Stated exercise: Convert the material below into a JSON array of strings with one string per line, leaving out blank lines.

Data provided:
***

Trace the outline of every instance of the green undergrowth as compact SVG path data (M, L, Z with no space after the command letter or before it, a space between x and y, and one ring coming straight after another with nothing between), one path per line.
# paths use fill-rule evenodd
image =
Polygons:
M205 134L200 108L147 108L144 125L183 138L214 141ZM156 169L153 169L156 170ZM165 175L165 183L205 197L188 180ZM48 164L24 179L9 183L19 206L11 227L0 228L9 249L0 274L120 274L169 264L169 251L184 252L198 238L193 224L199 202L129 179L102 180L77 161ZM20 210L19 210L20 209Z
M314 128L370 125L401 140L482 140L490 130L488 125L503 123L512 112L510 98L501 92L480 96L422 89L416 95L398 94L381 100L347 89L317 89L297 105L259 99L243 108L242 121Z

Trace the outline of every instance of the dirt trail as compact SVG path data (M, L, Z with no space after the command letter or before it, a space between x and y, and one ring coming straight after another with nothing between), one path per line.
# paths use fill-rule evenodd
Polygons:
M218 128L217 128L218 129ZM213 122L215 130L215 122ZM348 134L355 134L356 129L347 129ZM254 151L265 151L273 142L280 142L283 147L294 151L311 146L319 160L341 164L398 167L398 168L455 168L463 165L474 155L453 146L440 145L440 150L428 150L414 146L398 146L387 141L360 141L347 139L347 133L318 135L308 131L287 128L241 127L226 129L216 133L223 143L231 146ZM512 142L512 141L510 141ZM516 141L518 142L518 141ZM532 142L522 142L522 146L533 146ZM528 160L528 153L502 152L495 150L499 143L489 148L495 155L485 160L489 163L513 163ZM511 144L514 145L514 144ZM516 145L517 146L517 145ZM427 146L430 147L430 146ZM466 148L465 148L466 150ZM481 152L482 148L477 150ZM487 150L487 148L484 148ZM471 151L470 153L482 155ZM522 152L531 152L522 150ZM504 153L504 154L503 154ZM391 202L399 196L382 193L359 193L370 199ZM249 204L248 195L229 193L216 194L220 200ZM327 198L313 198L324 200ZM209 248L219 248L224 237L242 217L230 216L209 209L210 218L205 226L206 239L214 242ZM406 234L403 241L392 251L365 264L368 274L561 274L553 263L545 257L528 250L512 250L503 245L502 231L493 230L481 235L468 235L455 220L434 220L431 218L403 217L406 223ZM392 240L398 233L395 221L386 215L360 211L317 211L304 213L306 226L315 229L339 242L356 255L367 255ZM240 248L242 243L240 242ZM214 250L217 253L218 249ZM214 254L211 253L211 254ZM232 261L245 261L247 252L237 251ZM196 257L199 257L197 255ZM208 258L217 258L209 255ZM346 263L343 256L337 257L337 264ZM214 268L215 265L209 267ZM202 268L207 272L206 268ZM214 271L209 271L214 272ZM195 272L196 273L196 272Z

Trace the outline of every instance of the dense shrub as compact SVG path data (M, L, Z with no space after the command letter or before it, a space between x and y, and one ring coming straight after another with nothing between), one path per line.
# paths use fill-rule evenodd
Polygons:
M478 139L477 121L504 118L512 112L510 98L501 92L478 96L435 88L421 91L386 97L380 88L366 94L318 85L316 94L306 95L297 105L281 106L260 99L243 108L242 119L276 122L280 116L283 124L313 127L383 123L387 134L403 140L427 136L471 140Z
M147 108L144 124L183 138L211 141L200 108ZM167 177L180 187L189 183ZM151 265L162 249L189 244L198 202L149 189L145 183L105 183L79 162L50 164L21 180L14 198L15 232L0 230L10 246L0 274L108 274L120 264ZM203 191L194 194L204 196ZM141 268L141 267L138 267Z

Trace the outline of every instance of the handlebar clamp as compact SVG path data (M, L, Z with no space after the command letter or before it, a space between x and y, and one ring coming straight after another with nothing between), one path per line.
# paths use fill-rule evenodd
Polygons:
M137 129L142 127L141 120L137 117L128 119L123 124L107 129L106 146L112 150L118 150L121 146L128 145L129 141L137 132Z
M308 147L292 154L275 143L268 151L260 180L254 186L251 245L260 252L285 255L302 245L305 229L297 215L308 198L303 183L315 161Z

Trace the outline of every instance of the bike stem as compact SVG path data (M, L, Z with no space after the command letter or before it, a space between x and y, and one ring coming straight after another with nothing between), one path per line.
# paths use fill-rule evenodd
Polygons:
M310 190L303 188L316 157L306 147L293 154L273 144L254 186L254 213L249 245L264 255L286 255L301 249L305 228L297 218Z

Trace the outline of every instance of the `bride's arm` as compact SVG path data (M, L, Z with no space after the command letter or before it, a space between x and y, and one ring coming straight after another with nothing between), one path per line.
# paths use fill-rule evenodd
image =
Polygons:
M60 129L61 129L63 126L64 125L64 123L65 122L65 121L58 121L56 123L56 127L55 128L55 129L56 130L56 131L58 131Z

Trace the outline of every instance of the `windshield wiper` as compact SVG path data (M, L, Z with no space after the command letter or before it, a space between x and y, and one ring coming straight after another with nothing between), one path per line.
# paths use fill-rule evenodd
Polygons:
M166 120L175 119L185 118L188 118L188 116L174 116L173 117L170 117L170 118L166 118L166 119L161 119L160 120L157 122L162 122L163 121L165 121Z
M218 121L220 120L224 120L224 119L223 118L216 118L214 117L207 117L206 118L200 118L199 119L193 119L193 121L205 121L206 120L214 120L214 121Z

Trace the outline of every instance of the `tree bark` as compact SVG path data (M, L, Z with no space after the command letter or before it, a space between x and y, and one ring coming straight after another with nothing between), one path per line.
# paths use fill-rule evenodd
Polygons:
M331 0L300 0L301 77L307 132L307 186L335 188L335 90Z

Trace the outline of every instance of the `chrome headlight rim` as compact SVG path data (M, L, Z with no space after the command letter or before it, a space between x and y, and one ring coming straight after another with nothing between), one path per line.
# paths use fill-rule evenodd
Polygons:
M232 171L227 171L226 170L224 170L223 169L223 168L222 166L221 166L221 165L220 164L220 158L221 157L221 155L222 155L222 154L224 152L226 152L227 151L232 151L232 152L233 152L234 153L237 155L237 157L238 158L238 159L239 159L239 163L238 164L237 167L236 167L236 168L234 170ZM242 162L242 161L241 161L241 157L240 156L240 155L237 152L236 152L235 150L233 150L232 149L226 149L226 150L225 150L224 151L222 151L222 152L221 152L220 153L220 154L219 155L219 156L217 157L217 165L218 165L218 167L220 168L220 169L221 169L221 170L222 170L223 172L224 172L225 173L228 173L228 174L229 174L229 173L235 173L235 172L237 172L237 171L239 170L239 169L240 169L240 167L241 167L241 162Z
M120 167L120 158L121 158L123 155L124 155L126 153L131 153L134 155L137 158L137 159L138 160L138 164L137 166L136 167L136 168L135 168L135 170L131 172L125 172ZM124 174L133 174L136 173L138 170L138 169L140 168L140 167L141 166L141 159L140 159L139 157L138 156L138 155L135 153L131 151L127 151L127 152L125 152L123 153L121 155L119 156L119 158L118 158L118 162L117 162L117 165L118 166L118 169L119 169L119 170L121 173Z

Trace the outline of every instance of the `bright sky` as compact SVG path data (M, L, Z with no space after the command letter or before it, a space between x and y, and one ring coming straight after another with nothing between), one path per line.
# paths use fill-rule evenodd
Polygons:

***

The reply:
[
  "Trace the outline of every instance of the green undergrowth as compact SVG path data (M, L, Z with no space after the command letter or before it, a space between x and y, and one ring coming straight after another with nothing between), one path per line.",
  "# paths use fill-rule evenodd",
  "image =",
  "Polygons:",
  "M205 134L200 108L147 108L144 125L183 138L214 141ZM156 169L153 169L156 170ZM165 175L165 183L205 197L188 180ZM48 164L24 179L9 183L19 206L11 227L0 228L9 249L0 274L120 274L169 264L169 251L184 252L198 238L193 224L199 202L129 179L102 180L77 161ZM20 210L19 210L20 209Z",
  "M314 128L370 125L401 140L482 140L490 130L488 125L503 123L512 112L510 98L501 92L480 96L422 89L416 95L398 94L381 100L347 89L317 89L297 105L259 99L243 108L242 121Z",
  "Trace the outline of every instance of the dirt trail as compact SVG path data (M, L, Z with no space after the command letter or before it, a space between x and y, and one ring coming straight after another with nothing between), one path per line.",
  "# paths use fill-rule evenodd",
  "Polygons:",
  "M218 128L217 128L218 129ZM213 122L215 130L215 122ZM348 134L355 134L356 129L347 129ZM254 151L265 151L273 142L280 142L283 147L294 151L311 146L319 160L341 164L398 167L398 168L455 168L463 165L474 155L453 146L440 145L440 150L428 150L414 146L398 146L387 141L360 141L347 139L347 133L318 135L308 131L287 128L241 127L226 129L216 133L223 143L231 146ZM512 142L512 141L510 141ZM516 141L518 142L518 141ZM532 142L522 142L522 146L533 146ZM528 160L528 153L502 152L495 150L499 143L489 148L495 155L485 160L489 163L513 163ZM511 144L514 145L514 144ZM516 145L517 146L517 145ZM427 146L430 147L430 146ZM466 148L465 148L466 150ZM481 152L482 148L477 150ZM487 150L487 148L484 148ZM471 151L470 153L482 155ZM522 152L531 152L522 150ZM504 153L504 154L503 154ZM391 202L399 196L382 193L359 193L370 199ZM249 204L248 195L229 193L216 194L220 200ZM327 198L313 198L324 200ZM209 248L219 248L224 237L242 217L230 216L209 209L210 218L205 226L206 239L214 242ZM406 234L403 241L392 251L365 264L368 274L561 274L553 263L545 257L528 250L512 250L503 245L502 231L493 230L481 235L468 235L455 220L434 220L431 218L403 217L406 223ZM392 240L398 233L395 221L386 215L360 211L317 211L304 213L306 226L315 229L339 242L356 255L367 255ZM240 248L242 243L240 242ZM214 250L217 253L218 249ZM214 254L211 253L211 254ZM232 261L245 261L247 252L237 251ZM196 257L199 257L197 255ZM208 258L217 258L209 255ZM346 263L343 256L337 257L337 264ZM214 268L215 265L209 267ZM202 268L207 272L206 268ZM214 271L209 271L214 272ZM195 272L196 273L196 272Z",
  "Trace the outline of every instance of the dense shrub as compact SVG path data (M, L, Z with no space after the command letter or before it, a space between x and y, and one ring coming straight after another with nothing between), one path per line.",
  "# paths use fill-rule evenodd",
  "Polygons:",
  "M478 139L477 121L504 118L512 112L510 98L501 92L478 96L435 88L421 91L386 97L380 88L366 94L318 85L316 94L306 95L297 105L281 106L260 99L243 108L242 119L276 122L280 116L283 124L313 127L383 123L387 134L403 140L427 136L471 140Z",
  "M147 108L144 124L183 138L211 141L200 108ZM167 177L180 187L189 183ZM151 265L162 249L189 244L198 202L149 189L145 183L105 183L79 162L50 164L21 180L14 198L15 232L0 230L10 246L0 274L108 274L120 264ZM203 191L194 194L204 196ZM141 268L141 267L138 267Z",
  "Trace the outline of every instance of the handlebar clamp as compact SVG path data (M, L, Z with no space after the command letter or before it, a space between x and y, and one ring coming straight after another with nothing between), one path per line.",
  "# paths use fill-rule evenodd",
  "Polygons:",
  "M137 129L142 127L141 120L137 117L128 119L123 124L107 129L106 146L112 150L118 150L121 146L128 145L129 141L137 132Z",
  "M308 147L292 154L275 143L268 151L260 180L254 186L251 245L260 252L285 255L302 245L305 229L297 215L308 198L303 183L315 161Z",
  "Trace the outline of every instance of the bike stem as compact SVG path data (M, L, Z with no space after the command letter or before it, a space between x and y, and one ring coming straight after another with nothing between), one path per line.",
  "# paths use fill-rule evenodd",
  "Polygons:",
  "M310 190L303 188L316 157L306 147L293 154L273 144L254 186L254 213L249 245L264 255L286 255L301 249L305 228L297 218Z",
  "Trace the outline of every instance of the `bride's arm` as compact SVG path data (M, L, Z with no space after the command letter or before it, a space between x and y, and one ring coming straight after another with nothing between), one path per line.",
  "# paths use fill-rule evenodd",
  "image =",
  "Polygons:",
  "M60 129L61 129L63 126L64 125L64 123L65 122L65 121L58 121L56 123L56 127L55 128L55 129L56 130L56 131L58 131Z",
  "Trace the outline of every instance of the `windshield wiper` as compact SVG path data (M, L, Z with no space after the command letter or before it, a space between x and y, and one ring coming straight after another with nothing between), one path per line.",
  "# paths use fill-rule evenodd",
  "Polygons:",
  "M166 120L175 119L185 118L188 118L188 116L174 116L173 117L170 117L170 118L166 118L166 119L161 119L160 120L157 122L162 122L163 121L165 121Z",
  "M218 121L220 120L224 120L224 119L223 118L216 118L214 117L207 117L206 118L200 118L199 119L193 119L193 121L205 121L206 120L214 120L214 121Z",
  "Trace the outline of every instance of the `tree bark` as compact SVG path data (M, L, Z with no space after the command letter or before it, a space between x and y, and one ring coming straight after another with nothing between), one path per line.",
  "# paths use fill-rule evenodd",
  "Polygons:",
  "M331 0L300 0L301 77L307 132L307 186L335 188L335 90Z",
  "Trace the outline of every instance of the `chrome headlight rim` as compact SVG path data (M, L, Z with no space after the command letter or before it, a space between x and y, and one ring coming straight after another with nothing between), one path per line.",
  "# paths use fill-rule evenodd",
  "Polygons:",
  "M232 171L227 171L226 170L224 170L223 169L223 168L222 166L221 166L221 165L220 164L220 158L221 157L221 155L222 155L222 154L224 152L226 152L227 151L232 151L232 152L233 152L234 153L237 155L237 157L238 158L238 159L239 159L239 163L238 164L237 167L236 167L236 168L234 170ZM242 162L242 161L241 161L241 157L240 156L240 155L237 152L236 152L235 150L233 150L232 149L226 149L226 150L225 150L224 151L222 151L222 152L221 152L220 153L220 154L219 155L219 156L217 157L217 165L218 165L218 167L220 168L220 169L221 169L221 170L222 170L223 172L224 172L225 173L228 173L228 174L229 174L229 173L235 173L235 172L237 172L237 171L239 170L239 169L240 169L240 167L241 167L241 162Z",
  "M120 167L120 158L121 158L123 155L124 155L126 153L131 153L134 155L137 158L137 159L138 160L138 164L137 166L136 167L136 168L135 168L135 170L131 172L125 172ZM124 174L133 174L136 173L138 170L138 169L140 168L140 167L141 166L141 159L140 159L139 157L138 156L138 155L135 153L131 151L127 151L127 152L125 152L123 153L121 155L119 156L119 158L118 158L118 162L117 162L117 165L118 166L118 169L119 169L119 170L121 173Z",
  "Trace the outline of every instance of the `bright sky` as compact SVG path data (M, L, Z with no space after the command letter or before it, a space between x and y, and one ring coming straight after another with nothing between), one path per line.",
  "# paths use fill-rule evenodd",
  "Polygons:"
]